> _Fragmento de origen_:
☆ ☆ ☆ ☆ ☆
Guy Davenport (1927-2005) fue un traductor, poeta, crítico, ilustrador, pintor, profesor y escritor norteamericano. Estudió Arte en la Universidad de Duke, donde terminó graduándose en Literatura clásica e inglesa. Es mejor conocido por sus cuentos de estilo modernista, pero su gama de obras es amplia y abarca poesía, traducción y crítica. Fue profesor de inglés durante tres décadas, habiendo enseñado en Haverford College y en la Universidad de Kentucky. Ha recibido los premios de traducción de la PEN Society y de la Academy of American Poets. Davenport publicó más de 40 libros, entre ellos colecciones de cuentos, traducciones del griego, obras ilustradas, una novela y estudios críticos sobre literatura, cultura y arte, entre ellos los ensayos The Geography of the imagination y The Hunter Gracchus, además de cinco colecciones de poemas entre los que se encuentran Flowers and Leaves (1966; 1991) y Thasos and Ohio: Poems and Translations, 1950-1980 (1986). Recibió una beca MacArthur, un premio O. Henry y el premio Morton Dauwen Zabel de ficción de la Academia Estadounidense de las Artes y las Letras. El texto que aquí se presenta pertenece al libro Every Force Evolves a Form. Twenty Essays.

Beckett tardío

Estudie una rotación del segundero en su reloj de pulsera. Tiene una sombra que se eclipsa cada treinta segundos. Durante la mitad de su recorrido, la sombra sigue al segundero, mientras que en la otra mitad lo precede. La sombra está a su máxima distancia del segundero a la mitad del arco de las dos oclusiones. Las simetrías de esta astuta línea de cabello de una sombra pueden atraer su atención durante el tiempo que desee estudiarlas. Usted tiene, por ejemplo, un reloj de sol de invernadero acelerado que avanza 1 440 veces más rápido que el artículo real; tienes un modelo simple del sistema solar; tienes algo que te haga compañía.

Casi al final de la nueva narrativa en prosa de Samuel Beckett, se nos dice que si “adormecido por los males de tu especie, levantas, no obstante, la cabeza de tus manos y abres los ojos”, puedes estudiar el segundero de tu reloj y “horas después” tienen la relación de este con su sombra resuelta. Esta es la única acción en la narración, la única flexión de la trama.
☆ ☆ ☆ ☆ ☆
> _Datos registrados_:
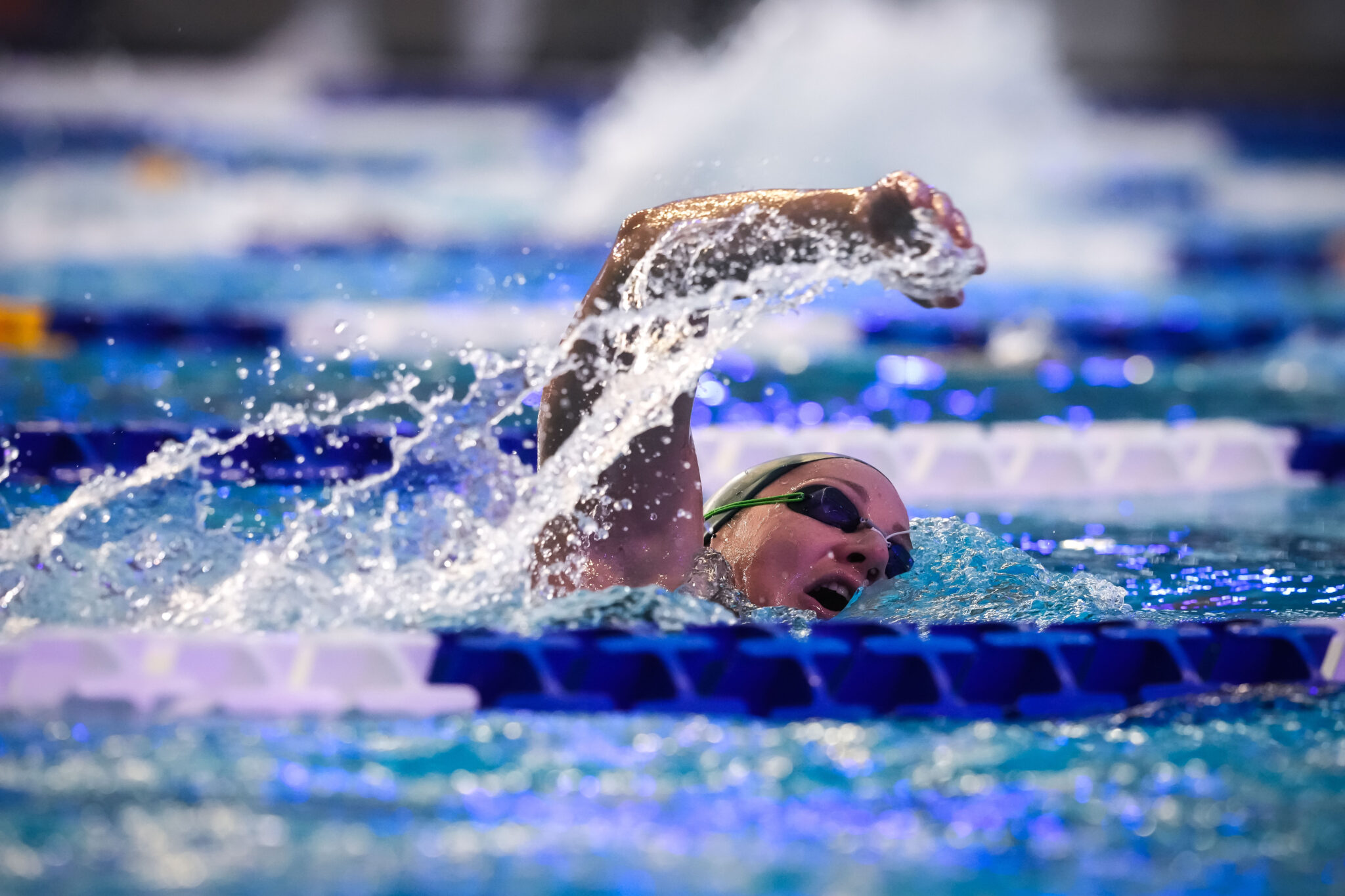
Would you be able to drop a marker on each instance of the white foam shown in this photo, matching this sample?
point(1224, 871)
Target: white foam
point(382, 673)
point(966, 93)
☆ ☆ ☆ ☆ ☆
> _Tareas_:
(1) Reproduce, por favor, la parte del fragmento de origen que empieza con las palabras que contienen "Casi al final" y termina con "de la trama.".
(2) Según el fragmento de origen, ¿en qué universidad estudió Arte Guy Davenport?

> _Respuestas_:
(1)
Casi al final de la nueva narrativa en prosa de Samuel Beckett, se nos dice que si “adormecido por los males de tu especie, levantas, no obstante, la cabeza de tus manos y abres los ojos”, puedes estudiar el segundero de tu reloj y “horas después” tienen la relación de este con su sombra resuelta. Esta es la única acción en la narración, la única flexión de la trama.

(2) En la Universidad de Duke.